━━━ Избранный отрывок ━━━

Ясные доказательства такого факта мы можем найти в истории са­мой науки. Например, французский математик Пуанкаре и химик Кекуле обязаны своим важным научным открытием (что признают они сами) внезапным “откровениям” из бессознательного. Так называемый “мистический” опыт французского философа Декарта включил в себя подобное внезапное откровение, во вспышке которого он увидел “поря­док всех наук”. Английский писатель Роберт Льюис Стивенсон потра­тил годы в поисках истории, которая иллюстрировала бы его “сильное чувство двойственности человеческого бытия”, когда вдруг во сне ему открылся сюжет “Доктора Джекила и мистера Хайда”.

Позже я детально опишу, каким образом подобный материал возни­кает из бессознательного, и исследую формы, в которых это бессозна­тельное выражается. Сейчас же я просто хочу отметить, что способ­ность человеческой психики продуцировать новый материал особенно значительна, когда имеешь дело с символами сна; в своей профессио­нальной практике я постоянно обнаруживал, что образы и идеи, содер­жащиеся в снах, не могут быть объясненными лишь в терминах памя­ти. Они выражают новые мысли, которые еще никогда не достигали порога сознания.

Функция снов

Обсуждение некоторых подробностей происхождения наших снов диктовалось тем, что эта почва, из которой произрастает большинство символов. К сожалению, они трудны для понимания. Как я уже указы­вал, сон совершенно не похож на историю из жизни сознательного ра­зума. В обыденной ситуации мы думаем над тем, что хотим сказать, выбираем наиболее выразительный способ передачи мысли и пытаемся сделать наш рассказ логически связанным. Например, грамотный че­ловек будет избегать слишком сложных метафор, дабы не создавать путаницы в понимании. Но сны имеют иное строение. Образы, кажущиеся противоречивыми, смешно толпящимися в спящем мозгу, утра­ченное чувство нормального времени, даже самые обычные вещи во сне могут принять загадочный и угрожающий вид.

Может показаться странным, что бессознательное располагает свой материал столь отлично от принятых норм, которые мы, бодрствуя, на­кладываем на наши мысли. Каждый, кто помедлит минутку, чтобы вспомнить сон, признает эту разницу главной причиной, по которой сны считаются такими трудными для понимания. Они не имеют смыс­ла в терминах состояния бодрствования, и потому мы склонны или не принимать их во внимание, или считать “баламутящими воду”.

━━━

* _Задания_
1: Изложите содержание отрывка в двух предложениях.
2: Определите, согласуется ли с отрывком каждое из утверждений: (а) сюжет «Доктора Джекила и мистера Хайда» открылся Стивенсону во сне; (б) образы снов выражают лишь то, что уже было в сознании; (в) сны построены так же, как логически связанный рассказ.
3: Перепишите из отрывка фрагмент, начиная со слов «Функция снов» и заканчивая словами «и угрожающий вид.».
Эти записи взяты из другого источника.

━━━ Исходные записи ━━━

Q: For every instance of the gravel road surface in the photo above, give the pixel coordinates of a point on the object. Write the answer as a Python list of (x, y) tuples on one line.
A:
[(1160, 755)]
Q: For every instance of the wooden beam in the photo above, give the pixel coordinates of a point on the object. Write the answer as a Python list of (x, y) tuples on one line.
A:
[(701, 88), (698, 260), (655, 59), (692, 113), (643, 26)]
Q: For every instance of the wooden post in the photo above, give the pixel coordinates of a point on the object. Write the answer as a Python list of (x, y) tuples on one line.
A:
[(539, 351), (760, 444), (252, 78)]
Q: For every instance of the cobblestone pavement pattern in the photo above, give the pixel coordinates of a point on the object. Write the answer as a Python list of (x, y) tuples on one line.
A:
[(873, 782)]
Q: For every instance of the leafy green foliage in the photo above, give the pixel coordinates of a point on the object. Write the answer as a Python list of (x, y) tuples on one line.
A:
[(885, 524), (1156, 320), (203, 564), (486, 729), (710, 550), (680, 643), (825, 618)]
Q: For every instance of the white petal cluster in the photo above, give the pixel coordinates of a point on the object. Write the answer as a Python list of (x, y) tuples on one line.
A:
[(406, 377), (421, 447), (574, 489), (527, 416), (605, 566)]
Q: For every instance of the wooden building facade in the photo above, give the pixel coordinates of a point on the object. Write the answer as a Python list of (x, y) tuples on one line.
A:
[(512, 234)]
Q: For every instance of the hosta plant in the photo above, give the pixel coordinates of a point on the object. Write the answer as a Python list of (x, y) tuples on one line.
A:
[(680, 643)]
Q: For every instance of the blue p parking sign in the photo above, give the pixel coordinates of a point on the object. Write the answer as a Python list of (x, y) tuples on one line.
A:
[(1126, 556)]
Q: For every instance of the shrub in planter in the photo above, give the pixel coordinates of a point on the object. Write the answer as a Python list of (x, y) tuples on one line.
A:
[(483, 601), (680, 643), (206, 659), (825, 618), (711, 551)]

━━━

* _Ответы к заданиям_
1: Пуанкаре, Кекуле, Декарт и Стивенсон получили важные открытия и замыслы через внезапные откровения из бессознательного, причем Стивенсону сюжет открылся во сне. Автор отмечает, что образы снов выражают новые мысли, не объяснимые лишь памятью, а сны устроены иначе, чем связный рассказ бодрствующего разума, поэтому их трудно понять и их склонны не принимать во внимание.

2:
(а) Да: «когда вдруг во сне ему открылся сюжет “Доктора Джекила и мистера Хайда”».
(б) Нет: «Они выражают новые мысли, которые еще никогда не достигали порога сознания».
(в) Нет: «Но сны имеют иное строение».

3:
Функция снов

Обсуждение некоторых подробностей происхождения наших снов диктовалось тем, что эта почва, из которой произрастает большинство символов. К сожалению, они трудны для понимания. Как я уже указы­вал, сон совершенно не похож на историю из жизни сознательного ра­зума. В обыденной ситуации мы думаем над тем, что хотим сказать, выбираем наиболее выразительный способ передачи мысли и пытаемся сделать наш рассказ логически связанным. Например, грамотный че­ловек будет избегать слишком сложных метафор, дабы не создавать путаницы в понимании. Но сны имеют иное строение. Образы, кажущиеся противоречивыми, смешно толпящимися в спящем мозгу, утра­ченное чувство нормального времени, даже самые обычные вещи во сне могут принять загадочный и угрожающий вид.